Given data>

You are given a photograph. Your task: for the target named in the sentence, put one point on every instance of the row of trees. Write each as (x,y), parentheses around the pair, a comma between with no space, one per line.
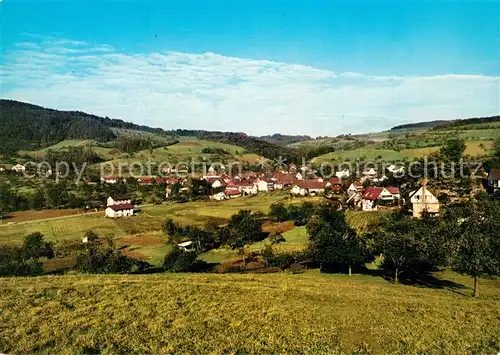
(466,238)
(243,228)
(97,255)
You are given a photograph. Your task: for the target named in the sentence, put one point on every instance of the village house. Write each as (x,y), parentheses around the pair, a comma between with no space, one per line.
(186,246)
(150,181)
(369,174)
(283,180)
(18,168)
(307,187)
(423,200)
(219,196)
(355,188)
(232,193)
(396,169)
(216,182)
(494,179)
(248,188)
(114,200)
(343,174)
(335,184)
(120,210)
(111,179)
(265,185)
(375,196)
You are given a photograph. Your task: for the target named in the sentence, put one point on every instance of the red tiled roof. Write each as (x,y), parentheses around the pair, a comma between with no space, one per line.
(495,174)
(393,190)
(372,193)
(310,184)
(334,181)
(122,207)
(283,178)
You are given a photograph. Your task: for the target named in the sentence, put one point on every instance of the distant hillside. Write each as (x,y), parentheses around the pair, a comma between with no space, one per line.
(419,125)
(446,124)
(468,122)
(31,127)
(284,139)
(251,144)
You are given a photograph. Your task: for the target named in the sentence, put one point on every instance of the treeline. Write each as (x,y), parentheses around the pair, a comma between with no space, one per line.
(251,144)
(31,127)
(468,122)
(282,139)
(444,124)
(28,127)
(219,151)
(93,254)
(418,125)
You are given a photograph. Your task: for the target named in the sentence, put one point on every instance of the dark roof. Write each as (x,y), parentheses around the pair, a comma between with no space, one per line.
(372,193)
(310,184)
(122,207)
(495,174)
(120,197)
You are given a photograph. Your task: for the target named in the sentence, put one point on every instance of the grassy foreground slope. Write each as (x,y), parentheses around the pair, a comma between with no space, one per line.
(232,313)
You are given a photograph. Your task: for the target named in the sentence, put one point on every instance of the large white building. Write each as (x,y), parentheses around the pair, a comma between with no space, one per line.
(423,200)
(121,210)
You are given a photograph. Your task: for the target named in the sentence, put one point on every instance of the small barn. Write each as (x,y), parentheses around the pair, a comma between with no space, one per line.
(122,210)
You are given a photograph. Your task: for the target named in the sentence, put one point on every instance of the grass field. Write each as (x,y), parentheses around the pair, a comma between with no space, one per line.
(142,234)
(241,314)
(295,240)
(362,153)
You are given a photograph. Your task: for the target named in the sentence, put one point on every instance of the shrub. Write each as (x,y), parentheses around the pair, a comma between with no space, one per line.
(65,248)
(183,261)
(103,259)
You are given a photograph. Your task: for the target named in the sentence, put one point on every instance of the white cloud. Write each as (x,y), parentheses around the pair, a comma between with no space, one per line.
(215,92)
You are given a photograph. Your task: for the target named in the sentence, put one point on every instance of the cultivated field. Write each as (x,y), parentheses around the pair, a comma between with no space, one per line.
(141,235)
(232,313)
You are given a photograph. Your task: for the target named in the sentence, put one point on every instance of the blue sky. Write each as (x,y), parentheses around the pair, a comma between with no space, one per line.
(310,67)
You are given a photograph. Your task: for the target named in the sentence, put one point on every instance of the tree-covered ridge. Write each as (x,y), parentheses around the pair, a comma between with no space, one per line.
(283,139)
(26,126)
(31,127)
(444,125)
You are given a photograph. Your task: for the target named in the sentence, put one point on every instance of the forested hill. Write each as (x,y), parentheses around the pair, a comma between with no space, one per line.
(284,139)
(441,124)
(418,125)
(31,127)
(26,126)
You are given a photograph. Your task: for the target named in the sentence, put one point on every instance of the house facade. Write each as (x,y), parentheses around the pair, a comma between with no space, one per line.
(423,200)
(18,168)
(376,196)
(308,187)
(121,210)
(118,200)
(494,178)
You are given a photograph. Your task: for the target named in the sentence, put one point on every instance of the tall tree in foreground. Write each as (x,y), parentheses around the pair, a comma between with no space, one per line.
(478,241)
(243,228)
(411,245)
(333,243)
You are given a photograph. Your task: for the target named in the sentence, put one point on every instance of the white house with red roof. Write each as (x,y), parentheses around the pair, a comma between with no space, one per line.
(308,187)
(494,178)
(375,196)
(111,179)
(120,210)
(265,185)
(355,188)
(232,193)
(343,174)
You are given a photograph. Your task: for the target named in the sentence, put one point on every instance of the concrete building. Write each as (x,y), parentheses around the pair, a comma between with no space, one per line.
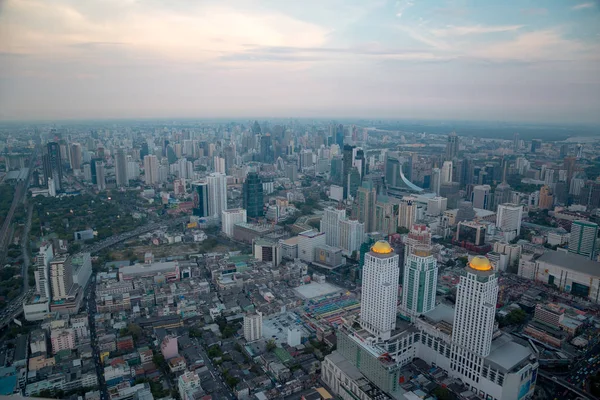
(252,327)
(420,281)
(584,235)
(378,306)
(307,242)
(231,217)
(508,220)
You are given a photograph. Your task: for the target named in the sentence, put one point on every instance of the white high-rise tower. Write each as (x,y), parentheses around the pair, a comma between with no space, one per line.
(217,194)
(378,305)
(420,281)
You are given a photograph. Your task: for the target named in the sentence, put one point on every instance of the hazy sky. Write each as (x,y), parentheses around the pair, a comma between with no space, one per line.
(498,60)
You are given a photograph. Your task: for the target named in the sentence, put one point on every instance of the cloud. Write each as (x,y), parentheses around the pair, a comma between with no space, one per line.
(451,30)
(583,6)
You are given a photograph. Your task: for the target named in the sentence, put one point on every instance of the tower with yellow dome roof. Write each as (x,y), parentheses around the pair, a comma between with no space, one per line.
(378,305)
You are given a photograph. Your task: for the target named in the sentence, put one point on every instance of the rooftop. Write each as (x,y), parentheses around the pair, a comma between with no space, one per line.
(572,262)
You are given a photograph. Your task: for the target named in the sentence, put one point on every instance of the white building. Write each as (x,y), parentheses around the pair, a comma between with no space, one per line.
(446,173)
(230,218)
(420,281)
(252,327)
(508,219)
(330,225)
(378,305)
(583,238)
(307,242)
(437,205)
(352,235)
(151,169)
(217,194)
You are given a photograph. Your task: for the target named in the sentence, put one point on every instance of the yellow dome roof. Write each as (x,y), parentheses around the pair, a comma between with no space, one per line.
(480,263)
(382,247)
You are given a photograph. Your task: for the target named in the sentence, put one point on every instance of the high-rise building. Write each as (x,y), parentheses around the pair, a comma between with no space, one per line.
(121,168)
(378,305)
(365,200)
(420,281)
(436,181)
(217,194)
(253,195)
(475,311)
(100,176)
(452,146)
(546,201)
(200,199)
(76,156)
(480,197)
(151,169)
(351,235)
(407,213)
(446,173)
(508,219)
(252,327)
(61,278)
(53,164)
(584,235)
(330,225)
(231,217)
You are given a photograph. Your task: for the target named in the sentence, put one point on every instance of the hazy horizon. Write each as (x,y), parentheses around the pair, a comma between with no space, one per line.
(514,62)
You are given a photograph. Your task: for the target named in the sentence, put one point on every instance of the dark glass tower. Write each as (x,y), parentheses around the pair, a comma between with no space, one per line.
(253,196)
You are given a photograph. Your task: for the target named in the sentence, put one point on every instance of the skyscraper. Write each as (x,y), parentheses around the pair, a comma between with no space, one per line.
(420,281)
(452,146)
(200,199)
(546,198)
(76,156)
(378,306)
(151,169)
(217,194)
(365,199)
(583,238)
(53,164)
(330,225)
(121,168)
(253,195)
(436,181)
(474,315)
(480,197)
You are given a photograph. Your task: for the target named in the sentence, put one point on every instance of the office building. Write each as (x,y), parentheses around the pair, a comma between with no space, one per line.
(407,212)
(151,170)
(452,146)
(121,168)
(480,197)
(508,219)
(217,194)
(53,165)
(252,327)
(307,242)
(200,199)
(436,181)
(584,235)
(365,199)
(61,278)
(100,176)
(378,306)
(420,281)
(231,217)
(253,196)
(446,173)
(330,225)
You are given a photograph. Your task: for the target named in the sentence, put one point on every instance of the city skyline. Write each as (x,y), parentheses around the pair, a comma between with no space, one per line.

Exercise task> Write out every item again with "photograph" changed to "aerial image" and everything else left as it is. Leave the pictures out.

Response to this exercise>
You are given a aerial image. Your task: for the target named in the sentence, put one point on every instance of the row of trees. Write each as (x,y), parentheses around the pair, a comma between with no space, one per line.
(466,238)
(243,228)
(97,255)
You are given a aerial image. Your task: for the target named in the sentence, put one point on every instance of the village house. Write each as (x,y), parentheses around the pair, a comma between with no space, one per line.
(186,246)
(150,181)
(369,174)
(283,180)
(18,168)
(307,187)
(423,200)
(219,196)
(355,188)
(232,193)
(396,169)
(216,182)
(494,179)
(248,188)
(114,200)
(343,174)
(335,184)
(120,210)
(111,179)
(265,185)
(375,196)
You are given a aerial image. Your task: for the target named in the sentence, put one point on every instance of the red tiled roof. Write each as (x,y), parentheses around the pair, a comma between with no space, one per line.
(495,174)
(393,190)
(372,193)
(310,184)
(334,181)
(122,207)
(283,178)
You are given a aerial image. Your task: for the target named in the sentence, put one point on every instance of the distant hillside. Write each as (x,y), parentheses around the pair, a comma between with no space, one per line.
(419,125)
(446,124)
(468,122)
(31,127)
(284,139)
(251,144)
You are given a aerial image. Your task: for the target named in the sentence, put one point on every instance of the treeline. Write each as (x,y), parentheses around the pair, a comma between with no space, one per line.
(251,144)
(31,127)
(468,122)
(282,139)
(444,124)
(28,127)
(219,151)
(93,254)
(418,125)
You are given a aerial image. Your task: for the target named in the sentence, put one point on every instance of the dark roof. Write each as (x,y), parentheses around the pair, a comma between with no space, one per line.
(372,193)
(310,184)
(122,207)
(495,174)
(120,197)
You are given a aerial image. Your task: for the target named in the sentence, put one point on every instance of the grassy foreground slope. Write each as (x,y), parentheses around the pair, a comma between with no space, one per line.
(232,313)
You are given a aerial image. Your task: for the target named in the sentence, put one point on every instance of the large white building. Write each as (x,y), parentheses around the pair, a comma between with no space, one per line.
(423,200)
(121,210)
You are given a aerial image. Your task: for the target named in the sentence, put one point on every instance of the small barn. Write each as (x,y), parentheses around the pair, a comma between with no space, one per line.
(122,210)
You are given a aerial image. Your task: for the target named in the sentence, put one point on every instance of the grass field. Write each as (x,y), parentheses around the pair, a comma between with no space, one per line.
(142,234)
(241,314)
(295,240)
(362,153)
You are given a aerial image. Your task: for the target named in the sentence, put one point on every instance of the shrub. Write each as (x,y), parentheses around the pair, a comma between with no space, one per line.
(65,248)
(183,261)
(103,259)
You are given a aerial image. Your task: for the target named in the sentence, put one point on every instance of the white cloud. Write each as (x,y), parentheses around the pair, a comma between with no space, one per line.
(215,92)
You are given a aerial image. Your task: for the target named in the sentence, put one point on every instance of the cultivated field. Write each as (x,y), parentheses around the pair, a comma between with no space, one per line.
(141,235)
(232,313)
You are given a aerial image. Your task: for the target named in the sentence, put one point on every instance of the blue sky. Write each as (x,y), parentheses around the pair, a comma between with no space, one per line.
(310,67)
You are given a aerial image. Your task: for the target named in the sentence, put one point on every instance of the tree-covered ridge. Write each as (x,y), parentheses around the pair, a comma between with no space, one per line.
(283,139)
(26,126)
(31,127)
(444,125)
You are given a aerial image. Your task: for the target named in the sentence, put one point on every instance of the forested hill. Write each as (x,y), parentheses around the pair, a comma between with no space, one per line.
(284,139)
(441,124)
(418,125)
(31,127)
(26,126)
You are given a aerial image. Your task: for the target named in the sentence, put one point on every instance of the house facade. Write each as (x,y), parentheses around the pair, a comma between with no space, one per line.
(423,200)
(18,168)
(376,196)
(308,187)
(121,210)
(118,200)
(494,178)
You are given a aerial image. Your task: for the target named in the sentence, put one point on every instance of the tall tree in foreground. Write each as (x,y), parentheses around the pair, a comma between with no space, one per line.
(478,241)
(243,228)
(411,245)
(333,243)
You are given a aerial image. Your task: for the target named in the sentence, put one point on every instance of the white house with red roof. Write each as (x,y), parentheses around the pair, a comma between with no space, one per line.
(308,187)
(494,178)
(375,196)
(111,179)
(120,210)
(265,185)
(355,188)
(232,193)
(343,174)
You are given a aerial image. Your task: for the target named in the sentence, put one point on every instance of the concrete building. Write each as (x,y), parentheses around the pair, a comma between with no space, one per line.
(252,327)
(420,281)
(584,235)
(378,306)
(307,242)
(231,217)
(508,220)
You are given a aerial image. Your task: for the target named in the sentence, put one point on every instance of the white high-rise tower. Write each as (x,y), parentheses around the pair, a comma between with no space, one per line.
(217,194)
(378,305)
(420,281)
You are given a aerial image. Your task: for the target named in the sentence, put one point on every instance of the hazy sky. Write each as (x,y), parentheses around the pair, a comma between with no space, one per line.
(498,60)
You are given a aerial image. Your task: for the target named in the sentence, put one point on every instance of the cloud. Write each as (x,y), parentheses around the pair, a comma between with no space, one per line.
(451,30)
(583,6)
You are given a aerial image. Your task: for the target named in the sentence, put one point on every instance of the tower with yellow dome roof. Write each as (x,y), parentheses around the pair, a comma between with no space, one per line.
(378,305)
You are given a aerial image. Your task: for the target named in the sentence, put one point on every instance of the rooftop. Write each as (x,y), parentheses around the pair, a comma between with no space, one per line.
(572,262)
You are given a aerial image. Your task: for the target named in the sentence, put one point on every instance of the white building. Write each as (x,y), parentheses around the pair, a comma between with no space, one per line.
(446,173)
(230,218)
(420,281)
(252,327)
(508,219)
(330,225)
(378,305)
(583,238)
(307,242)
(437,205)
(352,235)
(151,169)
(217,194)
You are given a aerial image. Your task: for the target named in the sentence, put one point on every instance of the yellow dome roof. Write each as (x,y), parentheses around the pair, a comma between with no space, one per line.
(480,263)
(382,247)
You are given a aerial image. Your task: for the target named in the sentence, put one point on every instance of the high-rise building. Write each as (x,y), parentheses around the pair, a comma between with no space, one per line.
(121,168)
(378,305)
(365,200)
(420,281)
(436,181)
(217,194)
(253,195)
(475,311)
(100,176)
(452,146)
(546,201)
(200,199)
(76,156)
(480,197)
(151,169)
(351,235)
(407,213)
(446,173)
(508,219)
(252,327)
(61,278)
(53,164)
(584,235)
(330,225)
(231,217)
You are given a aerial image. Your task: for the target named in the sentence, put one point on every instance of the hazy horizon. Write each as (x,y), parentheses around the pair, a comma between with no space, one per line.
(514,62)
You are given a aerial image. Your task: for the target named in the sentence, put one point on every instance of the dark glass tower. Write each as (x,y), parentheses around the pair, a comma between with no space, one per line.
(253,196)
You are given a aerial image. Your task: for the target named in the sentence, put one point on every instance of the skyscraper. Write each as (x,y), parentheses around the pair, a comma between with no space, one per line.
(420,281)
(452,146)
(200,199)
(546,198)
(76,156)
(378,306)
(151,169)
(217,194)
(365,199)
(583,238)
(53,164)
(330,225)
(121,168)
(253,195)
(436,181)
(474,315)
(480,197)
You are given a aerial image. Your task: for the target named in the sentence, put one point on every instance of the office building. Write each as (x,y), parentheses around the pair, a comma between with no space, one per line.
(407,212)
(151,170)
(452,146)
(121,168)
(480,197)
(508,219)
(217,194)
(53,165)
(252,327)
(307,242)
(200,199)
(436,181)
(584,235)
(365,199)
(61,278)
(100,176)
(378,306)
(420,281)
(231,217)
(253,196)
(446,173)
(330,225)
You are given a aerial image. Your task: for the target named in the sentence, put one point on every instance of the city skyline. Write each as (x,y), parentheses around the pair, a comma between with no space, one per line.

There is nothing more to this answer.